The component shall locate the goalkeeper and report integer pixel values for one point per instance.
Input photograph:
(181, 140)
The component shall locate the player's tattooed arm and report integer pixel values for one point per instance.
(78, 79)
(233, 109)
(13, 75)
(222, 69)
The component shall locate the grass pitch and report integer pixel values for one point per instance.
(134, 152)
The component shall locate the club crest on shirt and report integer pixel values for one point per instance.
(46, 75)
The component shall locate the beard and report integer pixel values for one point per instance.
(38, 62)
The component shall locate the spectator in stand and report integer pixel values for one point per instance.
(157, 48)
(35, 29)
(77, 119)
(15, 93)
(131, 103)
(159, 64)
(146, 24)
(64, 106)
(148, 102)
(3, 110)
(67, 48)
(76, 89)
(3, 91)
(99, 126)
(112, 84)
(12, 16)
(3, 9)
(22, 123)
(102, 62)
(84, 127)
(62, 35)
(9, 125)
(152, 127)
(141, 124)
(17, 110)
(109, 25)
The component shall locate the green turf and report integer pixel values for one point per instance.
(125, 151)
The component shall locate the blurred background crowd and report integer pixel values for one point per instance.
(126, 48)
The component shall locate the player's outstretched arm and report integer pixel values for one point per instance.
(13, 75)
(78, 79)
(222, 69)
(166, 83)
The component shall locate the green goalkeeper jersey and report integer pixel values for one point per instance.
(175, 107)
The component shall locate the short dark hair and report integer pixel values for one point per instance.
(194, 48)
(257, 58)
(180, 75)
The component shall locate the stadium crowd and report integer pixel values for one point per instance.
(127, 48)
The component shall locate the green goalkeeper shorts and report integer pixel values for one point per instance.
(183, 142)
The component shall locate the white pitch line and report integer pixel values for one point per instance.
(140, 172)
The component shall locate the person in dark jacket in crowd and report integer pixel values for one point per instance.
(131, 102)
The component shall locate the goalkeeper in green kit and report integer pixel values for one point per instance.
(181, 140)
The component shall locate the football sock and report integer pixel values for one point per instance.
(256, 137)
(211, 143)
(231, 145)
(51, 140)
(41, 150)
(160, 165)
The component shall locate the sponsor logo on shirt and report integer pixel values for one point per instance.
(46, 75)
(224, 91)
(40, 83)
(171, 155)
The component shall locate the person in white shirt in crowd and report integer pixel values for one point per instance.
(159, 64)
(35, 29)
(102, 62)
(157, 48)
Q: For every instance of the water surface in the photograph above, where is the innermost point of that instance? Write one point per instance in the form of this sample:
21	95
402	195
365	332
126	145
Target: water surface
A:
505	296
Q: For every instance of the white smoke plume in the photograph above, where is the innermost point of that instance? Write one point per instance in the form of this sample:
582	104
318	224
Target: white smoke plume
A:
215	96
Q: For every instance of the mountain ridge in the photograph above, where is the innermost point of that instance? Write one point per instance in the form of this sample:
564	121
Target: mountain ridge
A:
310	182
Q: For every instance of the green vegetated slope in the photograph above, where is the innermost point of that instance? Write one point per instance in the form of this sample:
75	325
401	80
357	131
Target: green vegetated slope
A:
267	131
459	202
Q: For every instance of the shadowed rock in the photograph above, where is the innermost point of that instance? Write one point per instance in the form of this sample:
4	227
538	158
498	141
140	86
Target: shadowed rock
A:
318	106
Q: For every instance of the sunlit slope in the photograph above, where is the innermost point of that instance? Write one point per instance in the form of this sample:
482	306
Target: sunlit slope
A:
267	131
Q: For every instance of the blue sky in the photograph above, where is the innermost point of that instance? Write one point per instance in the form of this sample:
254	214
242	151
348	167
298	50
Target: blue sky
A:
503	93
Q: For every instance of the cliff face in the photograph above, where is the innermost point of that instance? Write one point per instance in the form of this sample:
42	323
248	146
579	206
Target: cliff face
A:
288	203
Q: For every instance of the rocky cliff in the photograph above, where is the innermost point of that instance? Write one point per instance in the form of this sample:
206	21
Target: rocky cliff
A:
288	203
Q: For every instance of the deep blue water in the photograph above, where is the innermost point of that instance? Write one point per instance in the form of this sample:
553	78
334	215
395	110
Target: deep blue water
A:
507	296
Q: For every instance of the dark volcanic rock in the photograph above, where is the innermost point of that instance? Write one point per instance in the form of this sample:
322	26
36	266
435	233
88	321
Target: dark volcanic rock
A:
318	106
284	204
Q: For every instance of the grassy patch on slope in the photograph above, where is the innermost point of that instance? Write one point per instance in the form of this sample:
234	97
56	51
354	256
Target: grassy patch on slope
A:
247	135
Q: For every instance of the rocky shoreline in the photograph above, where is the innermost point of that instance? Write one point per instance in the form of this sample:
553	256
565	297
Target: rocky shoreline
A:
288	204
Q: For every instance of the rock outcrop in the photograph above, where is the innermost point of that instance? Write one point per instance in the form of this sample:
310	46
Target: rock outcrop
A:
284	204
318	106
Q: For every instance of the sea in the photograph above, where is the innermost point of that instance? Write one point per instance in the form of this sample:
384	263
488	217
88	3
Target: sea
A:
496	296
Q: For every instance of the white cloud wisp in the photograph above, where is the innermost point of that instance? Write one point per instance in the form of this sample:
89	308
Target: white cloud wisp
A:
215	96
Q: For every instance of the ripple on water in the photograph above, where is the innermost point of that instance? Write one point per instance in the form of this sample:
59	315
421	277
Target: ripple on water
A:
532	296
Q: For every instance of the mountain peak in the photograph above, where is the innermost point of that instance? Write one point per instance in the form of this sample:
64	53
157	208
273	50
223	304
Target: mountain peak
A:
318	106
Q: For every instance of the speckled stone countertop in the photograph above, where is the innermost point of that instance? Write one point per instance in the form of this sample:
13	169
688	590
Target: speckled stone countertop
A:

WORK TASK: The result should be every line of the material that contains the word "surface", so copy those lines.

OUTPUT BELOW:
Q: For every instance of the water surface in the photograph above, where is the innermost point of that instance? Write one point per instance in the form of this sample:
Target: water surface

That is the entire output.